### Page excerpt
· · · · · · ·
I’m seeing this trend also in the database community. For example, the Graph Query Language (GQL) for Property Graphs standardization process, will be accompanied by a definition of formal semantics, which is being led by theoreticians including Leonid Libkin.

I’m also starting to see this interest the other direction: researchers who focus more on building systems are being more rigorous with their theory and experiments. For example, the best student research paper was “RDF Explorer: A Visual SPARQL Query Builder” (see rdfexplorer.org). The computer science team partnered with an HCI researcher to make a user study and providing scientific rigor to their work (and ultimately getting nominated and winning an award).

Bottomline, it’s my perception that the theoritians want to make sure that their theory is actually used, and systems builders are focusing more and more on the science and not just the engineering. This is FANTASTIC!
· · · · · · ·
### Given data
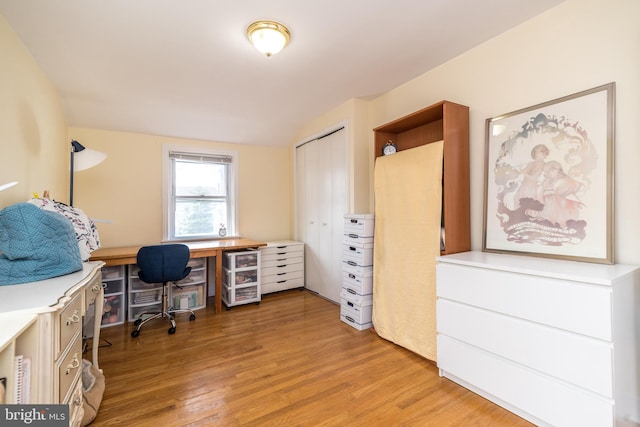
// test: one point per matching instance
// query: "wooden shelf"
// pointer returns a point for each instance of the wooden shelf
(441, 121)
· · · · · · ·
### Task set
**A)** From the excerpt on theory and systems research, copy the passage that begins at the words "I’m also starting" and ends after the words "This is FANTASTIC!".
**B)** Translate this sentence from the excerpt on theory and systems research into Spanish: "I’m seeing this trend also in the database community."
**C)** Write the next part of the excerpt on theory and systems research, picking up after its final sentence.

### Results for each task
**A)**
I’m also starting to see this interest the other direction: researchers who focus more on building systems are being more rigorous with their theory and experiments. For example, the best student research paper was “RDF Explorer: A Visual SPARQL Query Builder” (see rdfexplorer.org). The computer science team partnered with an HCI researcher to make a user study and providing scientific rigor to their work (and ultimately getting nominated and winning an award).

Bottomline, it’s my perception that the theoritians want to make sure that their theory is actually used, and systems builders are focusing more and more on the science and not just the engineering. This is FANTASTIC!

**B)** También estoy viendo esta tendencia en la comunidad de bases de datos.

**C)**
Table to Knowledge Graph Matching

One of the big topics at the conference was the “Tabular Data to Knowledge Graph Matching” challenge. The challenge consisted of three tasks:

CTA: Assigning a class (:Actor) from a Knowledge Graph to a column
CEA: Matching a cell to an entity (:HarrisonFord) in the Knowledge Graph
CPA: Assigning a property (:actedIn) from the Knowledge Graph to the relationship between two columns

The matching was to DBpedia. The summary of the challenge in one slide:

For example the team from USC, Tabularisi, at a high level, created candidate matches by using DBpedia Spotlight and used TF-IDF and that was sufficient to get decent results.

Tabularisi, another participant in the tabular data to knowledge graph challenge. Their insight was to focus on what is easy first and use TF-IDF. #iswc_conf pic.twitter.com/jwTPWfxUPf
— Juan Sequeda (@juansequeda) October 29, 2019

The winner of the challenge, Mtab, in my opinion, over-engineered their approach for DBpedia, which is how they were able to win the challenge.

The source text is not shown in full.